(Point annotation records)
++++++
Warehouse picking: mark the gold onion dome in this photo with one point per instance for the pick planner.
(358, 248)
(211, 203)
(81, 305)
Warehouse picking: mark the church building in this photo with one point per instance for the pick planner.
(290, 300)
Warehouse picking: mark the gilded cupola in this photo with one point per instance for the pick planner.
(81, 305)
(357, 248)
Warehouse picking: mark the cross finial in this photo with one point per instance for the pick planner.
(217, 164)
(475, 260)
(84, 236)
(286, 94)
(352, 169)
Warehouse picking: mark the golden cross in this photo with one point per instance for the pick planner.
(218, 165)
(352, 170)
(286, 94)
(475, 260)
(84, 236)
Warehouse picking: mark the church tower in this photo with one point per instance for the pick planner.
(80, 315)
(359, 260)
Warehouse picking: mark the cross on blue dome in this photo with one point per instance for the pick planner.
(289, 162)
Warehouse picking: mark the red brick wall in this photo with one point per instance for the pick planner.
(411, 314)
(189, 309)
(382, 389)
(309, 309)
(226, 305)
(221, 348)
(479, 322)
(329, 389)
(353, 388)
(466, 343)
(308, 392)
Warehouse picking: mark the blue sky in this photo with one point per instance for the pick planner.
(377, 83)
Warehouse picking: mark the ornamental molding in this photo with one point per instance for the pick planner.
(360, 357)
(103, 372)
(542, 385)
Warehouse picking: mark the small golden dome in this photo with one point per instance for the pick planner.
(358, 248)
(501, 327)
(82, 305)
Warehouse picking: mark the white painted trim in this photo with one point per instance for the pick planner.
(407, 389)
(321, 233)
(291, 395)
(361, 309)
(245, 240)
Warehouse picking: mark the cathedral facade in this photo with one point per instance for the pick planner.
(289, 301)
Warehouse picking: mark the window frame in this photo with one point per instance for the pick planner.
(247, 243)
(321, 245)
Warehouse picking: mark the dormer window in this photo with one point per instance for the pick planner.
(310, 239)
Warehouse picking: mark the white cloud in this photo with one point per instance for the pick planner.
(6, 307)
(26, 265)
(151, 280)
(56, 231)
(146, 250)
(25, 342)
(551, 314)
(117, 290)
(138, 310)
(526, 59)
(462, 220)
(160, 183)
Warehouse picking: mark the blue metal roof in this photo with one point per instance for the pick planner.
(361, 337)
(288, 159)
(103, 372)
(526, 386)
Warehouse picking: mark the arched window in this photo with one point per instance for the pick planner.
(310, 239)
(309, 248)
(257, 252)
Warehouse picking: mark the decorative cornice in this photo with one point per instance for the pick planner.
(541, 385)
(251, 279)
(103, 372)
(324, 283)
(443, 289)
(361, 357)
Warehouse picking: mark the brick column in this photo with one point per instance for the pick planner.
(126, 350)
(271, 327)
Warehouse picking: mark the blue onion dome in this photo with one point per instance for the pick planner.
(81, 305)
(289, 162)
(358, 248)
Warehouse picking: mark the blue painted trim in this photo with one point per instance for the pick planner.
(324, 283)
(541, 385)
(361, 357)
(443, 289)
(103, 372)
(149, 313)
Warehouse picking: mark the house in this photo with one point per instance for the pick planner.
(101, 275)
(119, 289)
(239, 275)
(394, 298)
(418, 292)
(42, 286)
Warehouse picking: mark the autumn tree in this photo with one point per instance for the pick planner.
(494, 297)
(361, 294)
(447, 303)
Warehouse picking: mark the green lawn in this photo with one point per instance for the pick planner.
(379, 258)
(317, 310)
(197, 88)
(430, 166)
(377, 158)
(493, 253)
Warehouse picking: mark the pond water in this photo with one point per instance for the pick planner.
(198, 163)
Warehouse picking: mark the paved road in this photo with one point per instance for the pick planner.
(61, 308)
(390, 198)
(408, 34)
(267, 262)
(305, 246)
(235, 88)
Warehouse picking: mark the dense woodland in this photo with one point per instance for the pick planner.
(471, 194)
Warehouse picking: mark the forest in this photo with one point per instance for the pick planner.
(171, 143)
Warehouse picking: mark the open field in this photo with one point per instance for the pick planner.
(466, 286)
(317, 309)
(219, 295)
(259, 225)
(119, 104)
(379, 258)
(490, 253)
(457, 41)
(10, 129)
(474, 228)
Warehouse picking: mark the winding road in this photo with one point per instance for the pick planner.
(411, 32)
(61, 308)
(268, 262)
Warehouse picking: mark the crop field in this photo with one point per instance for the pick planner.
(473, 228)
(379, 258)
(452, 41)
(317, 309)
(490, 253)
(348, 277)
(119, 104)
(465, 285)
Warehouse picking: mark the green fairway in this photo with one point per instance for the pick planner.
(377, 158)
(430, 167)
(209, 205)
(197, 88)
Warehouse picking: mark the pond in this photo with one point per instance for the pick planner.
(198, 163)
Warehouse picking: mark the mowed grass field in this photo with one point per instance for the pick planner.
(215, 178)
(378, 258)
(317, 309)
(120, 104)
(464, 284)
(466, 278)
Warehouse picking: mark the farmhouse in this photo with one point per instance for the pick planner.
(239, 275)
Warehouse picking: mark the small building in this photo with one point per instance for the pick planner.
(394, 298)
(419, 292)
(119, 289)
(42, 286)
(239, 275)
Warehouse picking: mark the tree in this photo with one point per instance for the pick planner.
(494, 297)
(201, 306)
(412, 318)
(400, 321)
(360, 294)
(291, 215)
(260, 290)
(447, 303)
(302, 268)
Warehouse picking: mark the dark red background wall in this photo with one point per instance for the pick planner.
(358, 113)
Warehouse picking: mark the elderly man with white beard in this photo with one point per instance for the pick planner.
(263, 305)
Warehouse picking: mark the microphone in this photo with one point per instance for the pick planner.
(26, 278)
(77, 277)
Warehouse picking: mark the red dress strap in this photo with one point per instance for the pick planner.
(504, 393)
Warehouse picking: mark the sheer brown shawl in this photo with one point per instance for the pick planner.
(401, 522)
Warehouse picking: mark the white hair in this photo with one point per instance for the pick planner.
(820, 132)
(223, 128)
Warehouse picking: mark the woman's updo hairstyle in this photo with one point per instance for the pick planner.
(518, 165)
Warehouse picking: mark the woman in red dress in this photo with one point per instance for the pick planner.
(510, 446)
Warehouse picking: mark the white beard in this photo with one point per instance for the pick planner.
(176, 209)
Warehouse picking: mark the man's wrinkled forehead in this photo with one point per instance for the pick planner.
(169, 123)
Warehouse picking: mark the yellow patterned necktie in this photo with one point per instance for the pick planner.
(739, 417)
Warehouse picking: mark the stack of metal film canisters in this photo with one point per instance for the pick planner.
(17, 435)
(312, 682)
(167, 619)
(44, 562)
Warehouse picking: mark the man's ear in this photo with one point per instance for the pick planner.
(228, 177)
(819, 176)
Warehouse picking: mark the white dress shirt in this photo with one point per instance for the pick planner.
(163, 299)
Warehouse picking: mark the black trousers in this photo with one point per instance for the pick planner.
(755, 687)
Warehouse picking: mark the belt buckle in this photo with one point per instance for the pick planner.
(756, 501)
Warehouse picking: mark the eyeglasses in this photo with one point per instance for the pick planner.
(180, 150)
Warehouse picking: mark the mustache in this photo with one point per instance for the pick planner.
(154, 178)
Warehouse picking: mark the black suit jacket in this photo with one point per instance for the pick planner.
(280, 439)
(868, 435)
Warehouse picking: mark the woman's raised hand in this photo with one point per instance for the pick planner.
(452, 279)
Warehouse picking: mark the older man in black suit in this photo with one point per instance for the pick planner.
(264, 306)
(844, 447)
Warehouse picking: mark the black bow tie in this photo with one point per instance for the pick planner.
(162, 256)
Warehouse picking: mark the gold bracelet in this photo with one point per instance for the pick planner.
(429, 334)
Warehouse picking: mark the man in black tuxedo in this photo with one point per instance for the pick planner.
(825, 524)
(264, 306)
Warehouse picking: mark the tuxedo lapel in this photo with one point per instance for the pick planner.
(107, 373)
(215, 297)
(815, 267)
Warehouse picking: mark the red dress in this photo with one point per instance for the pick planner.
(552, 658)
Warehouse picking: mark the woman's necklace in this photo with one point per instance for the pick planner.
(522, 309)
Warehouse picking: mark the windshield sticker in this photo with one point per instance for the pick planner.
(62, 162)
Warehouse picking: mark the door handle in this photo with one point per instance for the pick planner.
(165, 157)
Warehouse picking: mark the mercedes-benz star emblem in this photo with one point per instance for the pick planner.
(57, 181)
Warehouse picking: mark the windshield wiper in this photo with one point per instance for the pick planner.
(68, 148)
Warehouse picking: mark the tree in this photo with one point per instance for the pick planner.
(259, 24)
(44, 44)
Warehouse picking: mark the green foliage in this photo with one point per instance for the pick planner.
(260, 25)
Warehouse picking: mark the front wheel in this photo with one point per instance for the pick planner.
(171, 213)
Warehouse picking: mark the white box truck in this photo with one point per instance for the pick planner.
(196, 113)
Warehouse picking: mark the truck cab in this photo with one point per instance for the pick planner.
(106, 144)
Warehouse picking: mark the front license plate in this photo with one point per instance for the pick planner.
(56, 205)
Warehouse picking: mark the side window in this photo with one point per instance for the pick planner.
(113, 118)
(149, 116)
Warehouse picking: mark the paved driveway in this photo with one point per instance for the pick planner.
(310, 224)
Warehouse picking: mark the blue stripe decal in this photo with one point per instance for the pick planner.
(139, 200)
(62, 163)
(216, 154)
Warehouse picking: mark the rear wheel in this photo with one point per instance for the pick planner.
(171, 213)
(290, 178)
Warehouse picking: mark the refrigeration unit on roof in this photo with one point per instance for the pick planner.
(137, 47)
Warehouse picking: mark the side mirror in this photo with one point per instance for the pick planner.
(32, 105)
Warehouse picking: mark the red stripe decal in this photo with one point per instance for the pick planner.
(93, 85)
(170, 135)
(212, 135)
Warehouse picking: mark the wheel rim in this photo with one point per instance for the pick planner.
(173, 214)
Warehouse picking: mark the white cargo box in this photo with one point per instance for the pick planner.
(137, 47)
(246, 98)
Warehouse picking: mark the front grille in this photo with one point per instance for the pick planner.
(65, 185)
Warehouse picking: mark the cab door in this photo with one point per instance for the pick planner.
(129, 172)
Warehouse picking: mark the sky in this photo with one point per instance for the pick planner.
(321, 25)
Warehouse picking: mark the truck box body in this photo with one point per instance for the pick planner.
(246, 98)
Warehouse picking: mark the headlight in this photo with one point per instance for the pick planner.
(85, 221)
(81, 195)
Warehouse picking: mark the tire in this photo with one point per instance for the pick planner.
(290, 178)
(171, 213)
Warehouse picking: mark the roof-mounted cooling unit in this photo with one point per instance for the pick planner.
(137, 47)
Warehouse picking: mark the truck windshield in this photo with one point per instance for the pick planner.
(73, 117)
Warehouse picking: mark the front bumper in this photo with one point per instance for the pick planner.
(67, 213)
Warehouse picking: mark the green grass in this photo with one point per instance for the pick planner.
++++++
▸ TASK DETAILS: Format the lines from the one containing "Warehouse picking: mark the headlight" through the end of the records, inclusive, as a JSON list of strings with one string per line and blank lines omitted.

▸ SOLVED PROBLEM:
[
  "Warehouse picking: mark the headlight in this photo with one point per instance for the pick planner.",
  "(85, 221)",
  "(81, 195)",
  "Warehouse picking: mark the tire in this photo with one point per instance for the pick planner.",
  "(290, 178)",
  "(171, 213)",
  "Warehouse picking: mark the roof-mounted cooling unit in this photo with one point per instance for the pick planner.",
  "(137, 47)",
  "Warehouse picking: mark the truck windshield in this photo with one point per instance for the pick planner.",
  "(73, 117)",
  "Warehouse picking: mark the front bumper in this photo with one point per instance for the pick planner.",
  "(67, 213)",
  "Warehouse picking: mark the green grass in this photo with one point per instance for the pick planner."
]